Auftrag A: Fasse die Entschließung zur Alterssicherung in Ost und West in zwei Sätzen zusammen.
Auftrag B: Schreib die Entschließung zur Alterssicherung in Ost und West nach ihrem letzten Satz weiter.

Textauszug:
|---|

Frage 15.2.: Entschließung der Teilnehmer der Koordinierungsberatung vom 09.04.08.


Entschließung[1]


Der Einigungsvertrag und das Grundgesetz enthalten ein zwingendes Gebot zur Herstellung der inneren Einheit Deutschlands. Derzeit ist Deutschland ein zerrissenes Land[2]. Durch die soziale Missachtung Ostdeutscher, Eingriffe in ihr Eigentum und Massenarbeitslosigkeit wächst der Riss zwischen Ost und West sowie zwischen Wohlstand und Armut. Die Altersarmut als Teil dieser Entwicklung nimmt unaufhaltsam zu.

Die Allgemeine Erklärung der Menschenrechte der UNO vom 10.12.1948 stellt in Übereinstimmung mit der Europäischen Sozialcharta vom 18.10.1961 sowie den beiden UNO-Menschenrechtskonventionen vom 16.12.1966 über bürgerliche und politische sowie über wirtschaftliche, soziale und kulturelle Rechte fest, dass „das Ideal vom freien Menschen, der frei von Furcht und Not lebt, nur verwirklicht werden kann, wenn Verhältnisse geschaffen werden, in denen jeder seine wirtschaftlichen, sozialen und kulturellen Rechte ebenso wie seine bürgerlichen und politischen Rechts genießen kann“.[3]

Bestandteil der sozialen Menschenrechte ist eine angemessene Alterssicherung. Hier bestehen gravierende Unterschiede zwischen Ost und West. Durch das Rentenüberleitungsgesetz (RÜG) sowie durch Entscheidungen von Regierung, Behörden und Gerichten sind die in der DDR erworbenen Alterssicherungsansprüche/–anwartschaften liquidiert worden[4]. An deren Stelle wurden geringerwertige Versichertenrentenansprüche/-anwartschaften beschränkt auf das SGB VI gesetzt. Diesen Tatbestand verbergen irreführende, von der Wirklichkeit ablenkende Falschinformationen. So stellte die Regierung in der Antwort auf eine Kleine Anfrage der FDP vom 19.03.08[5] fest, dass „für Rentnerinnen und Rentner mit vergleichbarer Erwerbsbiografie in den alten und neuen Ländern ein gleich hohes Rentenniveau hergestellt“ wurde. Der für die Bestimmung der Lebenslage der Rentner entscheidende auf entsprechenden Beschäftigung- und Anwartschaftspositionen beruhende Vergleich der Alterseinkommen von Ost zu West wird nicht durchgeführt.

|---|

Vorliegendes Material:
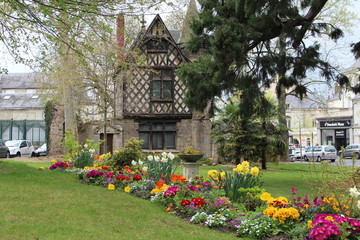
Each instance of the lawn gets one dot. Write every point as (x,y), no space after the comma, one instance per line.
(37,204)
(42,204)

|---|

Antwort A: Die Entschließung stellt fest, dass Deutschland trotz des Gebots zur inneren Einheit ein zerrissenes Land ist, in dem der Riss zwischen Ost und West sowie zwischen Wohlstand und Armut wächst und die Altersarmut zunimmt. Zur angemessenen Alterssicherung als Teil der sozialen Menschenrechte heißt es, dass die in der DDR erworbenen Ansprüche durch das Rentenüberleitungsgesetz und durch Entscheidungen von Regierung, Behörden und Gerichten beseitigt und durch geringerwertige Rentenansprüche ersetzt wurden, was irreführende Falschinformationen verbergen.

Antwort B:
Damit verschweigt die Regierung dem Bundestag die tatsächlichen Unterschiede Ost zu West. Die von der FDP aufgeworfenen Grundfragen behandelt sie ebenso wenig wie die Tatsache, dass die Alterseinkommen in Ost und West diskriminierend weit auseinander liegen. Für Neurentner aus dem Osten beträgt der durchschnittliche Zahlbetrag derzeit weniger als 680 €[6]. Das gilt u. a. auch für ehemalige Angehörige der technischen Intelligenz der DDR. Lehrerinnen, die in der DDR und anschließend ca. 10 Jahre lang in der Bundesrepublik erfolgreich tätig waren, wird ein Alterseinkommen von ca. 1.000 € monatlich gewährt. Sie erreichen damit 18 Jahre nach dem Beitritt 37% des Alterseinkommens ihrer aus dem Westen stammenden Kolleginnen, die durchschnittlich etwa 2.700 € monatlich erhalten. Auch eine sofortige Angleichung des aktuellen Rentenwertes Ost an West würde dieses Verhältnis nur geringfügig auf 1.135 € zu 2.700 € und damit auf 42% verbessern: Die Diskriminierung bliebe.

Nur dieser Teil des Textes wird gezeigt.